_WHAT TO WORK ON_
Carry on the article comparing Kazakhstan's position in uranium with Saudi Arabia's in oil, beginning right after its final sentence.

_TEXT SECTION_
>>>

June 20, 2019

Note: Nicolas Piquard is the portfolio manager of Canada’s first uranium ETF – the Horizons Global Uranium Index ETF (HURA). 

It is tempting to talk about Kazakhstan's dominant position as a uranium producer in the same context that Saudi Arabia dominates oil production.

For one, Kazakhstan currently produces about 40% of the global uranium supply – a figure that far exceeds the second on the list, Canada, which produces approximately 20%1. This dominance even exceeds Saudi Arabia's position in the Oil market. Although the Saudis produce about 12 million barrels of oil per day2,they have recently been surpassed by the U.S. as the world’s biggest producer. From a production perspective, Kazakhstan has an even more globally dominant position in uranium than Saudi Arabia has in oil.

Secondly, let’s look at global reserves. Saudi Arabia has 266 billion barrels of oil in reserves – which far exceeds the other big producers; the U.S. and Russia – each of which has less than 100 billion barrels. Australia has the largest uranium reserves in the world with 30% of the global supply, followed by Kazakhstan at 14%. When it comes to energy reserves, both Kazakhstan and Saudi Arabia enjoy large numbers, ranking second globally for uranium and oil respectively3.

Thirdly, a dominant position is not particularly useful if your costs of production are too high.  This is where Saudi Arabia has a big edge relative to its competition: According to this recent Bloomberg article, Aramco’s (a Saudi Arabian petroleum and natural gas company) extraction cost on a per barrel basis is $2.80. This gives them a big advantage over competitors.   Kazakhstan also enjoys a similar advantage in their production of uranium. With all-in-cash- costs of less than USD $15 per pound of uranium, and cash costs under USD $10, Kazakhstan has the lowest uranium production costs in the world and still makes money despite the fact that the price of uranium is down over 80% from its high and currently sitting around $25 per pound 4.

So far, based on the above criteria, it seems fair to compare Kazakhstan’s dominant position in uranium to that of Saudi Arabia in oil. 

But there is a big difference. Oil prices dominate the Saudi Arabian economy. In fact, according to the CIA World Factbook, oil represents over 90% of Saudi Arabia’s exports to the rest of the world5. Similar circumstances don’t exist in Kazakhstan. The global uranium market is comparatively small and oil actually represents a bigger portion of the Kazakh economy than uranium. This means that oil prices have a bigger impact on the Kazakhstan economy compared to uranium.

<<<

Data items
>>>

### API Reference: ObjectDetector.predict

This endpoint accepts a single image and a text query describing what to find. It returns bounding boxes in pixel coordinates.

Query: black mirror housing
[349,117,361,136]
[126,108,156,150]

<<<

_ANSWER TO THIS TASK_
Saudi Arabia’s currency (the riad) is fixed to the U.S. dollar, while the Kazakh currency (the tenge) is not. This is significant, because it means that Saudis haven't been depreciating their currency in tough times when oil prices were low, nor witnessed their currency rise in good times during higher oil prices. Canadians will certainly be familiar with this effect over the past 20 years because the Canadian dollar has a tendency to rise and fall with oil prices.

The tenge has been volatile. In fact, in August 2015, with oil prices slumping and the Kazakh economy struggling, the government decided to float the currency which led to a large currency devaluation6.  This allowed the economy to recover by helping exports – including lowering the costs of their uranium mine production. But like many devaluations, these gains can be short-lived as increasing inflation slowly increases costs higher.  

Kazatomprom is the majority state-owned uranium Kazakh producer, and the most of their costs are denominated in the local currency. According to the company’s recent IPO filing and their historical all-in-cash-costs, it’s possible to see how correlated its value is to the local currency.



* This is the average of the monthly closing FX rates over the period (Source: Bloomberg).
** This is the Kazatomprom all-in-sustaining-cash-costs for uranium production in U.S. dollars (Source: Kazatomprom Prospectus).

In 2016, Kazakhstan embarked on a large set of reforms to diversify its economy and restructure its finances in an effort to avoid another large currency devaluation. If successful, this could potentially lead to further currency strength and threaten Kazakhstan’s position as the world’s undisputed low-cost uranium provider. Currently, Kazakhstan's low costs give it a significant buffer against falling uranium prices, but it may not last forever.

The views/opinions expressed herein may not necessarily be the views of Horizons ETFs Management (Canada) Inc. All comments, opinions and views expressed are of a general nature and should not be considered as advice to purchase or to sell mentioned securities. Before making any investment decision, please consult your investment advisor or advisors.

1 Source: Uranium and Nuclear Power in Kazakhstan, World Nuclear Association, April 2019. 
2 Source: Bloomberg, April 2, 2019.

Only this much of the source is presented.